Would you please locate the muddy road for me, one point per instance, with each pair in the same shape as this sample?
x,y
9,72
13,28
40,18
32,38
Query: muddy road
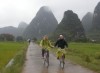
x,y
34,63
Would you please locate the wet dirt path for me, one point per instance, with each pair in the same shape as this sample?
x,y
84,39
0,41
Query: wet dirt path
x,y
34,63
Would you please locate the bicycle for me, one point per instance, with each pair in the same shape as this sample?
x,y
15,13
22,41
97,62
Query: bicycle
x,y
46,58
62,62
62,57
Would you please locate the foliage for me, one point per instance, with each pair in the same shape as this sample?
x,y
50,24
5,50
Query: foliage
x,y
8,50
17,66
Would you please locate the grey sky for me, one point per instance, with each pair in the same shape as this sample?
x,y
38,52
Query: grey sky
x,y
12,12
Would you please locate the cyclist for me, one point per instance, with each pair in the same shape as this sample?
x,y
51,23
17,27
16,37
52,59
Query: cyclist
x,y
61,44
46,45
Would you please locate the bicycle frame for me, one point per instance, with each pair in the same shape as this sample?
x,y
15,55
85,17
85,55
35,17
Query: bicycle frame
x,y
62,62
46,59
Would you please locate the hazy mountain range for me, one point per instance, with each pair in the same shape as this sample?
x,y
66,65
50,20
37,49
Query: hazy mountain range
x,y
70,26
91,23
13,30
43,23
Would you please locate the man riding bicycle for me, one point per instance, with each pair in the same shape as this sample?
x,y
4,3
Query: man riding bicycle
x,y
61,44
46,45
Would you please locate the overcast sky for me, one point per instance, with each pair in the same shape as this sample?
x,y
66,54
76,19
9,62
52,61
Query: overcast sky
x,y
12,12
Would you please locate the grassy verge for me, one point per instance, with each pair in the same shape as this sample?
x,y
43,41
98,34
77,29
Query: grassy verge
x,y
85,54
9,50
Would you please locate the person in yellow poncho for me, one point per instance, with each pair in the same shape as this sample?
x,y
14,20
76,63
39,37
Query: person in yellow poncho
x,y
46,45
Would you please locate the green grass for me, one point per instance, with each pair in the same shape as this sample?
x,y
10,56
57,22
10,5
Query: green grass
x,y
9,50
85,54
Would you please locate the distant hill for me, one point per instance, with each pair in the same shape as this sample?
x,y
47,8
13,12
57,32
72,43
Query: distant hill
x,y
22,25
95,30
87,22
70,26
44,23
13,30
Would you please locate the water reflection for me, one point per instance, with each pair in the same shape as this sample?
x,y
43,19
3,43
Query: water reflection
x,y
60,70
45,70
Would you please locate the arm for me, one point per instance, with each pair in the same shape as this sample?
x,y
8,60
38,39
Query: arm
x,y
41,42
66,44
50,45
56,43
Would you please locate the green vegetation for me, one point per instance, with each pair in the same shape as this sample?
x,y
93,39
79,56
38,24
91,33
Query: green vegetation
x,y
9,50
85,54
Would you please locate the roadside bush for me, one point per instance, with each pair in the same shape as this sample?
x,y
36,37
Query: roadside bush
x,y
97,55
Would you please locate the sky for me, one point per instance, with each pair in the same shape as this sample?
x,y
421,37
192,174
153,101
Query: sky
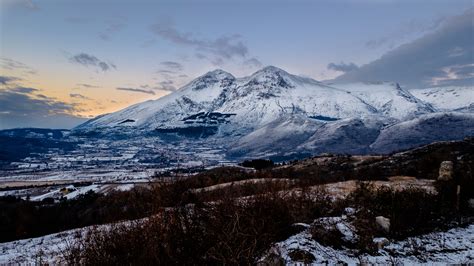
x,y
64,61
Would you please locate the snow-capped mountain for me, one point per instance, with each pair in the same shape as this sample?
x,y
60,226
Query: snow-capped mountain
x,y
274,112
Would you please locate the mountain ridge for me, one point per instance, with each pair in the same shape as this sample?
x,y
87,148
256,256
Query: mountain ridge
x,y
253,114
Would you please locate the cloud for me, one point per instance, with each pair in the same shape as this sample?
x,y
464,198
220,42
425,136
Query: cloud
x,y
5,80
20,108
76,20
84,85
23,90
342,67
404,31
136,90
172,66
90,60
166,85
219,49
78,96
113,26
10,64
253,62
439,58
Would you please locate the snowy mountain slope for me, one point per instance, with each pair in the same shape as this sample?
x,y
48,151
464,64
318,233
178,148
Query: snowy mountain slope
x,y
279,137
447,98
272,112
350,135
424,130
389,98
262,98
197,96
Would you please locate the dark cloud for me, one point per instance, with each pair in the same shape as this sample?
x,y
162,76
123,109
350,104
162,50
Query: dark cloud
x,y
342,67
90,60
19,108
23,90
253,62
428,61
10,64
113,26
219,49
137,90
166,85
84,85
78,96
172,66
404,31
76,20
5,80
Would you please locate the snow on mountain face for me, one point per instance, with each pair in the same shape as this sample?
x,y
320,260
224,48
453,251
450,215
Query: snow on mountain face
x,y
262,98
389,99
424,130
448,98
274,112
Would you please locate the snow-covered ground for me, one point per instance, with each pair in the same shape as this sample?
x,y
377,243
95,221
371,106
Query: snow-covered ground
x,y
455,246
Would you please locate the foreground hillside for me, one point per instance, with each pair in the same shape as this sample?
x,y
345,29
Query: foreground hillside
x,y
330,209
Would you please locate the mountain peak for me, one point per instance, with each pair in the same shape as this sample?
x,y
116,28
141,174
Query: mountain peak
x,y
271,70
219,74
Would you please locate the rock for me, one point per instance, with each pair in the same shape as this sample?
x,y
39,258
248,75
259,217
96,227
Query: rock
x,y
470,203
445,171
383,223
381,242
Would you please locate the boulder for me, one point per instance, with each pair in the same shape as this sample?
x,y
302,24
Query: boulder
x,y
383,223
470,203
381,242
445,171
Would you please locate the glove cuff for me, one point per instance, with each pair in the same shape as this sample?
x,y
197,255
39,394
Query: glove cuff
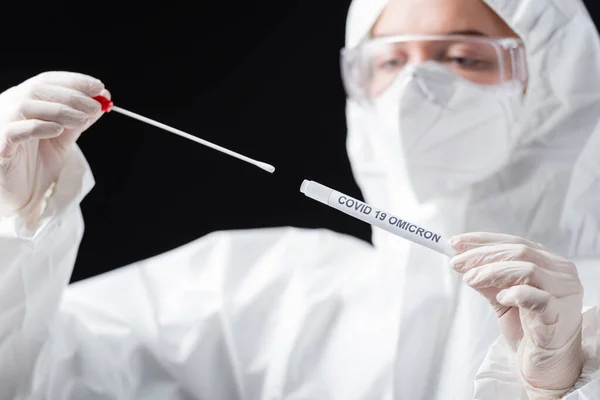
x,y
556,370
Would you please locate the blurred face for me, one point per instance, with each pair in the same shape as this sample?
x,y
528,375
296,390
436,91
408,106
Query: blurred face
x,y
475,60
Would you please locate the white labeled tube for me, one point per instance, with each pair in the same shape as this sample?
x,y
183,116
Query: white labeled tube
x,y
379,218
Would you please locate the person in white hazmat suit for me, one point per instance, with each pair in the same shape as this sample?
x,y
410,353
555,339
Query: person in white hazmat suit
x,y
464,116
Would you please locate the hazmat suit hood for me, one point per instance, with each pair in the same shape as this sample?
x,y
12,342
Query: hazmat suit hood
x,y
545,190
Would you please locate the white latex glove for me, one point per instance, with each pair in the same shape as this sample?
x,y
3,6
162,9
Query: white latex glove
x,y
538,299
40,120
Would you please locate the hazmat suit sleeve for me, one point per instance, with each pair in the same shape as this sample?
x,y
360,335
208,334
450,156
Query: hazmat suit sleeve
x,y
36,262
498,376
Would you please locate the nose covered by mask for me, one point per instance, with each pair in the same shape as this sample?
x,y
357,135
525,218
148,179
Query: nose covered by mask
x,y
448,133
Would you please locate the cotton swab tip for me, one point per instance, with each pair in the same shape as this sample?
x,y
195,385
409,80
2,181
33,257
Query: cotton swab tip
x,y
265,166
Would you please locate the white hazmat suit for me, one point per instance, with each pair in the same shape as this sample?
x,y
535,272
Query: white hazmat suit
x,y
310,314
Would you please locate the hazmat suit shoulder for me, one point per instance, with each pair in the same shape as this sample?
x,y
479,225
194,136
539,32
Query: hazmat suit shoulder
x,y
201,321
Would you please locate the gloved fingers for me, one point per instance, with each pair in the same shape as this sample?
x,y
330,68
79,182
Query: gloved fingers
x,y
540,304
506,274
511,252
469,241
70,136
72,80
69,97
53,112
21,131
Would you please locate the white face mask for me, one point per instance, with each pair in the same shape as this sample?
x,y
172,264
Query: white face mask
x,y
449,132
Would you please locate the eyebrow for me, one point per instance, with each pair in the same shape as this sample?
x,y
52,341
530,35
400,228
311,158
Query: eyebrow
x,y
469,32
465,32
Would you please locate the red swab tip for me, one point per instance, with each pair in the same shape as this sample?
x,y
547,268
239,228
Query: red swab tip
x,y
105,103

☆ ☆ ☆ ☆ ☆

**Exercise instructions:** With the pictures left out, transcribe the material exactly.

**Response:**
Would you please locate the muddy road for me, one point per instance, with each pair in the same shape as this sample?
x,y
9,72
13,28
40,18
32,38
Query: muddy road
x,y
34,63
Would you please locate the wet dirt path for me, one point per instance, with each pair in the same shape as this sample?
x,y
84,39
0,41
Query: wet dirt path
x,y
34,63
Would you please locate the bicycle for me, one point per instance, with each pair in the same shape as this sample?
x,y
15,13
22,41
97,62
Query: bicycle
x,y
46,58
62,62
62,57
Would you please locate the foliage for me, one point per instance, with each pair in the same shape as this sample?
x,y
50,24
5,50
Query: foliage
x,y
8,50
17,66
Would you please locate the grey sky for me, one point per instance, with each pair in the same shape as this sample?
x,y
38,52
Query: grey sky
x,y
12,12
Would you please locate the cyclist for me, one point per instance, with each pair in the same shape as this sample?
x,y
51,23
17,27
16,37
52,59
Query: cyclist
x,y
61,44
46,45
Would you please locate the bicycle frame for me, one point per instance, with each pair in the same shape as this sample?
x,y
15,55
85,17
85,55
35,17
Query: bicycle frame
x,y
62,62
46,59
Would you please locate the hazy mountain range for me, one point per instance, with each pair in the same shape as this sample?
x,y
66,65
50,20
37,49
Query: hazy mountain range
x,y
70,26
91,23
13,30
43,23
Would you please locate the man riding bicycle for me, one point per instance, with each pair in the same shape as this sample?
x,y
4,3
Query: man riding bicycle
x,y
61,44
46,45
Would you please locate the overcast sky for me, one point per instance, with each pair in the same shape as this sample?
x,y
66,54
76,19
9,62
52,61
Query: overcast sky
x,y
12,12
Would you please locate the grassy verge for me, one point per instance, with each pair in the same shape as this sample?
x,y
43,41
98,34
77,29
Query: grassy verge
x,y
85,54
9,50
Would you please locate the person in yellow poncho for me, one point per instance, with each pair in the same shape as this sample?
x,y
14,20
76,63
39,37
Query: person in yellow poncho
x,y
46,45
Would you please locate the green grass for me, one point per instance, with each pair in the same shape as this sample?
x,y
10,56
57,22
10,5
Query: green grass
x,y
9,50
85,54
Would you please locate the distant hill for me, one point per instance, with each pair in the same shape as this sample?
x,y
47,8
13,12
57,32
72,43
Query: distant hill
x,y
22,25
95,30
87,22
70,26
44,23
13,30
Would you please locate the water reflection for me, one point per instance, with each pair in the same shape as this sample?
x,y
43,19
3,43
Query: water reflection
x,y
60,70
45,70
Would you please locate the arm for me, one point per instance, with each pair in the same shape as this sample?
x,y
8,60
38,39
Query: arm
x,y
41,42
66,44
50,45
56,43
Would you please locate the green vegetation for me, one point per instance, with each pair in the same shape as this sample?
x,y
93,39
79,56
38,24
91,33
Query: green vegetation
x,y
9,50
85,54
Would you please locate the roadside bush for me, one point per instance, with each pair in the same shape as this sample?
x,y
36,37
Query: roadside bush
x,y
97,55
Would you please locate the sky for me, one point per instance, with each pair in the same shape as this sample?
x,y
421,37
192,174
153,101
Query: sky
x,y
64,61
Would you please locate the snow-capped mountain for me, one point per instance, with each pair in the same shape as this sample?
x,y
60,226
Query: snow-capped mountain
x,y
274,112
Would you please locate the mountain ridge for me, one point per instance, with each pair in the same shape as this sample?
x,y
87,148
256,256
Query: mountain ridge
x,y
253,114
Would you please locate the cloud for me, one point per instance, with each pair in the same shape as this sample?
x,y
464,198
220,42
425,136
Query: cloud
x,y
5,80
20,108
76,20
84,85
23,90
342,67
404,31
136,90
172,66
90,60
166,85
219,49
78,96
113,26
10,64
253,62
439,58
Would you please locate the snowy mountain slope for me, one point per instance, with each pair in the same shape as this sample?
x,y
48,151
464,64
318,233
178,148
Query: snowy mountain slope
x,y
279,137
447,98
272,112
350,135
424,130
389,98
262,98
197,96
Would you please locate the dark cloud for me, one point per instance, with each pair in the same shape as this sample?
x,y
162,76
123,109
350,104
162,50
Query: dark cloud
x,y
342,67
90,60
19,108
23,90
253,62
428,61
10,64
113,26
219,49
137,90
166,85
84,85
78,96
172,66
404,31
76,20
5,80
Would you please locate the snow on mountain face for me, one point per instance, with each pair in the same shape as this sample?
x,y
320,260
224,48
453,251
450,215
Query: snow on mountain face
x,y
262,98
389,99
424,130
448,98
274,112
Would you please locate the snow-covered ground for me, one point per instance, with each pair in the same shape as this sample?
x,y
377,243
95,221
371,106
Query: snow-covered ground
x,y
455,246
Would you please locate the foreground hillside for me, one point per instance, with each pair in the same shape as this sample?
x,y
345,29
Query: foreground hillside
x,y
330,209
Would you please locate the mountain peak for me, one point per instance, with each pair in the same shape as this sample?
x,y
116,28
141,174
Query: mountain peak
x,y
271,70
219,74
Would you please locate the rock for me, one point per instance, with each pair in the same shape as this sample?
x,y
39,258
248,75
259,217
96,227
Query: rock
x,y
470,203
445,171
383,223
381,242
Would you please locate the boulder for me, one point per instance, with each pair in the same shape as this sample?
x,y
302,24
Query: boulder
x,y
383,223
470,203
381,242
445,171
Would you please locate the glove cuff for me, one point per instance, with each pair in the same shape as this sample?
x,y
197,255
39,394
Query: glove cuff
x,y
556,370
Would you please locate the blurred face for me, one point per instance, with each pair in the same shape as this sample?
x,y
528,375
296,390
436,91
408,106
Query: blurred face
x,y
475,60
Would you please locate the white labeled tube for me, one point per instance, with each pair in the same shape as this sample?
x,y
183,116
Query: white labeled tube
x,y
379,218
Would you please locate the person in white hazmat suit for me, one point per instance, with each pair in the same shape as this sample?
x,y
410,353
555,339
Query: person in white hazmat suit
x,y
464,116
Would you please locate the hazmat suit hood for me, one point per instance, with each pair in the same shape as this sample?
x,y
12,342
Query: hazmat suit hood
x,y
545,190
Would you please locate the white latex glove for me, one point per instance, with each pair in the same shape as this sample?
x,y
3,6
162,9
Query: white latex glove
x,y
538,299
40,120
Would you please locate the hazmat suit sleeve for me, one point per instance, with each pair in the same shape as this sample?
x,y
360,335
208,334
450,156
Query: hazmat suit sleeve
x,y
36,262
498,376
Would you please locate the nose covered by mask for me, one point per instance, with each pair in the same shape as this sample?
x,y
357,135
525,218
148,179
Query: nose covered by mask
x,y
448,133
Would you please locate the cotton swab tip for me, one point per instance, with each pair in the same shape as this sample?
x,y
195,385
409,80
2,181
33,257
Query: cotton swab tip
x,y
265,166
Would you please locate the white hazmat suit for me, one point per instance, with each pair in the same shape as this sample?
x,y
535,272
Query: white hazmat suit
x,y
310,314
Would you please locate the hazmat suit shoulder for me, one point per instance, with each pair in the same shape as this sample?
x,y
479,225
194,136
539,32
Query: hazmat suit shoulder
x,y
201,321
Would you please locate the gloved fingers for me, one point per instance, with each pair in the same shape as this sample?
x,y
330,68
79,182
Query: gloved fingers
x,y
540,304
506,274
511,252
469,241
70,136
72,80
69,97
53,112
21,131
Would you please locate the white face mask for me, one point per instance, with each pair in the same shape as this sample?
x,y
172,264
Query: white face mask
x,y
449,132
Would you please locate the eyebrow for me, one point per instance, with each pair in the same shape as this sample?
x,y
52,341
530,35
400,228
311,158
Query: eyebrow
x,y
469,32
465,32
Would you please locate the red swab tip for me, one point per instance, with each pair in the same shape as this sample?
x,y
547,268
239,228
Query: red swab tip
x,y
105,103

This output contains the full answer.